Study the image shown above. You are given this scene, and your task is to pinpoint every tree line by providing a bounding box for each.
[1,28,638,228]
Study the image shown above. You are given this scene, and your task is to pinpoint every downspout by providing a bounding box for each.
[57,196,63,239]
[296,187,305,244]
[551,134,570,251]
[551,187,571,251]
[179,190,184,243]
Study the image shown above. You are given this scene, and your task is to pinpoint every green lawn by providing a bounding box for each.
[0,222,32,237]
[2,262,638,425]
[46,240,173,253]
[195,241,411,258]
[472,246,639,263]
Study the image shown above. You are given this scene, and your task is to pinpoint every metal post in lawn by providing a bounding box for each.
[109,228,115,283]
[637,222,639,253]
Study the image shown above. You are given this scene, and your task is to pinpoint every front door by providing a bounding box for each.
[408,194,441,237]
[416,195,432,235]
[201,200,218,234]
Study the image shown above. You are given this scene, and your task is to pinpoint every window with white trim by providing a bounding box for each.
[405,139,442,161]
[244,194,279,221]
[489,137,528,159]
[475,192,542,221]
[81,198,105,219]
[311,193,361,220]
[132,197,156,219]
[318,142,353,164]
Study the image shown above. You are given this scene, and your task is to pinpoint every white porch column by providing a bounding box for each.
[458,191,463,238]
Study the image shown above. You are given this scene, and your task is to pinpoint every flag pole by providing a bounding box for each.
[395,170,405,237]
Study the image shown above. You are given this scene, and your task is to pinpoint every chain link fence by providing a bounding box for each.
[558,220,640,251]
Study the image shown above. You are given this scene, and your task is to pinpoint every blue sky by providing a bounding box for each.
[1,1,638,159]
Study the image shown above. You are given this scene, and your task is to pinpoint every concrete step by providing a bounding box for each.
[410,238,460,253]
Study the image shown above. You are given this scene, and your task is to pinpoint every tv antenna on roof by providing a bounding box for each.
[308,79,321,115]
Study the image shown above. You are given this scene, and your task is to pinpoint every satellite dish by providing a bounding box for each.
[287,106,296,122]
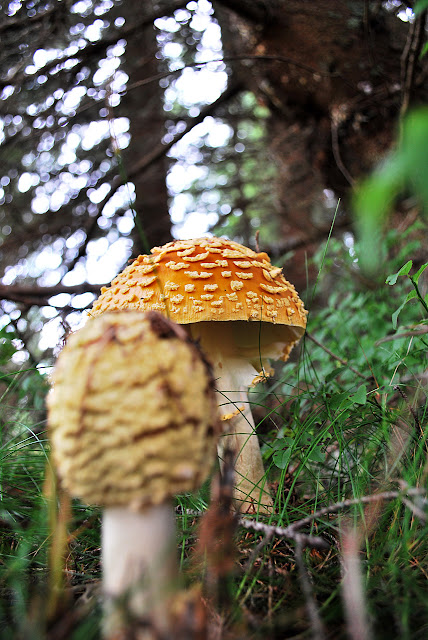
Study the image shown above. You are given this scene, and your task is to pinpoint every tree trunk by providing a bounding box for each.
[120,2,171,252]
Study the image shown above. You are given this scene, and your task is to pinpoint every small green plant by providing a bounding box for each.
[386,260,428,328]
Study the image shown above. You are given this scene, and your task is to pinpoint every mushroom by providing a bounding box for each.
[47,310,219,637]
[90,237,307,513]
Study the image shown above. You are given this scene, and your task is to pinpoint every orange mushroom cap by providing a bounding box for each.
[90,237,307,367]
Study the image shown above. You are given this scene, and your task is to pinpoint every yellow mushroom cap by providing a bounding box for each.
[47,311,220,509]
[90,237,308,366]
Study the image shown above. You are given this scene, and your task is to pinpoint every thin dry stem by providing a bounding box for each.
[237,486,426,551]
[295,538,326,640]
[341,528,373,640]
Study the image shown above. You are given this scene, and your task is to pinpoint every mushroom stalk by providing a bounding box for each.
[48,311,220,638]
[188,322,274,514]
[215,370,273,514]
[102,502,178,637]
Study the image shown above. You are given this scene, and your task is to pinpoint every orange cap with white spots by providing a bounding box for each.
[90,237,307,339]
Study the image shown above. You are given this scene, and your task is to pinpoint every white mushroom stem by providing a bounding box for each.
[218,382,272,513]
[102,502,178,637]
[216,372,273,514]
[189,322,274,514]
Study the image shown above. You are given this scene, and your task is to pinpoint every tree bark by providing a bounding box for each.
[120,1,172,252]
[214,0,428,287]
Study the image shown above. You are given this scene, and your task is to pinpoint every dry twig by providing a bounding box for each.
[295,538,326,640]
[341,528,373,640]
[238,517,329,550]
[286,487,426,533]
[237,486,426,552]
[376,326,428,344]
[400,10,427,117]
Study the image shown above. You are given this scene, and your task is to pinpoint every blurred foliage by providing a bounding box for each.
[414,0,428,14]
[248,244,427,640]
[255,220,427,482]
[355,108,428,273]
[247,224,427,637]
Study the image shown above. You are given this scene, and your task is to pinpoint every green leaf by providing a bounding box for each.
[273,448,291,470]
[391,290,418,329]
[391,304,405,330]
[0,329,18,363]
[412,262,428,285]
[325,367,345,383]
[401,109,428,206]
[328,391,351,411]
[420,42,428,59]
[355,108,428,274]
[414,0,428,15]
[386,260,413,285]
[272,437,293,450]
[405,290,418,303]
[308,447,324,463]
[350,385,367,405]
[354,157,404,273]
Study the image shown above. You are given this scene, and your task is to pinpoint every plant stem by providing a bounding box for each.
[410,275,428,315]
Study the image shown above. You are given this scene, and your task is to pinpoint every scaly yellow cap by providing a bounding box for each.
[47,311,220,510]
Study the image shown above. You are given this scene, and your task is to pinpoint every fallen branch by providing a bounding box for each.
[285,486,427,534]
[237,486,427,551]
[238,517,329,550]
[375,325,428,344]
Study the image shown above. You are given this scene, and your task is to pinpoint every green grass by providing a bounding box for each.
[0,231,427,639]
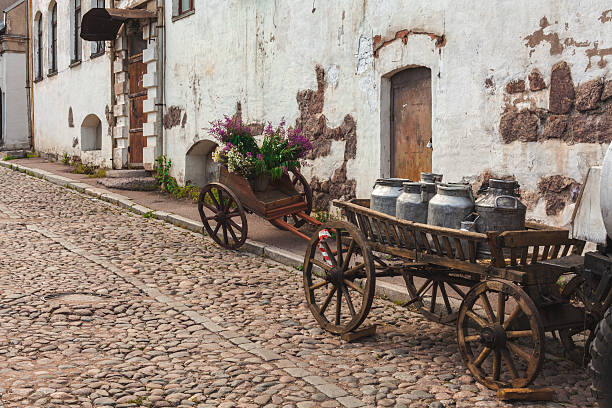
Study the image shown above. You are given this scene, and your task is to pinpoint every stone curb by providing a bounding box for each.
[0,160,410,306]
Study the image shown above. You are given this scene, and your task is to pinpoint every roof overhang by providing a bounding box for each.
[80,8,156,41]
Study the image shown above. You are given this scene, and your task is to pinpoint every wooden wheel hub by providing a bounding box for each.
[479,325,507,350]
[327,267,344,287]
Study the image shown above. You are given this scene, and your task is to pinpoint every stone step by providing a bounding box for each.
[1,149,28,158]
[105,169,150,178]
[97,177,158,191]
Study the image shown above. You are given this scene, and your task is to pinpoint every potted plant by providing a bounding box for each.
[209,116,312,192]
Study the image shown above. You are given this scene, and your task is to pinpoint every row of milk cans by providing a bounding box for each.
[371,172,527,234]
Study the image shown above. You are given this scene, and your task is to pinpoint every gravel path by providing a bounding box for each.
[0,166,596,407]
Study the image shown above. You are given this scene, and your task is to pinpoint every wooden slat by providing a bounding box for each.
[372,219,386,244]
[497,229,570,248]
[520,247,528,265]
[550,245,561,259]
[420,231,432,251]
[541,245,550,261]
[442,236,455,259]
[454,238,465,260]
[468,240,476,263]
[408,229,420,251]
[388,223,402,247]
[561,244,570,257]
[397,226,412,248]
[431,234,443,255]
[382,221,396,246]
[510,248,518,266]
[531,246,540,264]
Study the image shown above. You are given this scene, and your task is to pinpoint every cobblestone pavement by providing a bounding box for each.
[0,167,597,408]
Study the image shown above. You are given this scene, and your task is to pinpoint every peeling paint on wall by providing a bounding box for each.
[295,65,357,210]
[536,175,581,215]
[372,28,445,58]
[499,61,611,145]
[163,106,183,129]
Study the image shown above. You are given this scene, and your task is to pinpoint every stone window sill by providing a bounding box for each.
[33,76,43,83]
[47,70,57,77]
[172,9,194,22]
[69,59,81,68]
[90,51,104,59]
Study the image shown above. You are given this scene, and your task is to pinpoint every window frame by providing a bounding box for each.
[91,0,105,57]
[49,3,57,74]
[36,15,43,79]
[71,0,82,63]
[177,0,194,16]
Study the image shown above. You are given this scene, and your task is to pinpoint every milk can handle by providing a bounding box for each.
[495,195,518,209]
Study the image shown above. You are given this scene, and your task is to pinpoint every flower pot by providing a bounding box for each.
[251,174,270,192]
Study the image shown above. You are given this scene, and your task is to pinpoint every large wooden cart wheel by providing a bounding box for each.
[457,279,545,389]
[402,271,470,324]
[558,275,603,364]
[198,183,248,250]
[303,221,375,334]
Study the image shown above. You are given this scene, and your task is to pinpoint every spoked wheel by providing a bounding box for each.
[303,221,375,335]
[558,275,603,364]
[457,279,545,389]
[402,270,471,324]
[198,183,248,250]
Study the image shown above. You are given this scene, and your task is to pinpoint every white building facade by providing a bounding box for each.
[30,0,611,226]
[0,0,28,150]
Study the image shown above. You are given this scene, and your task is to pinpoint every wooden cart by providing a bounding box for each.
[302,198,603,390]
[198,166,321,249]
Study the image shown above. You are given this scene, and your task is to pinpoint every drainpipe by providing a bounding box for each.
[156,0,164,157]
[109,0,115,168]
[24,0,33,149]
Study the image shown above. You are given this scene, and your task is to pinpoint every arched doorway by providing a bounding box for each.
[185,140,219,187]
[390,67,432,181]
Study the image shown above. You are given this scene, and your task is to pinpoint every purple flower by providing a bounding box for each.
[246,152,253,159]
[256,153,263,160]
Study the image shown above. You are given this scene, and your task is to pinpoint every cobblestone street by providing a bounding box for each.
[0,166,597,407]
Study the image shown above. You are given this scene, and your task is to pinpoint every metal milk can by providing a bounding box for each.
[475,179,526,233]
[420,172,443,183]
[427,184,475,229]
[371,178,411,216]
[396,182,437,224]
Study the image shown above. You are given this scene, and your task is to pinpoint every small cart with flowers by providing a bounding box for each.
[198,117,322,249]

● Exercise requirements:
Could you copy exactly the line containing "can by providing a bounding box for each." and each line after it through the end of the records, and nothing else?

● Solution below:
Study the image shown above. You are given this scene, and your task is to pinpoint every metal milk can by providing a bounding box for each.
[475,179,526,233]
[420,172,443,183]
[427,184,475,229]
[371,178,411,216]
[396,182,437,224]
Study the image shown above. You are given this scene, and your task is to pinpoint every small cart with flowers by providing a bounding box for each.
[198,117,322,249]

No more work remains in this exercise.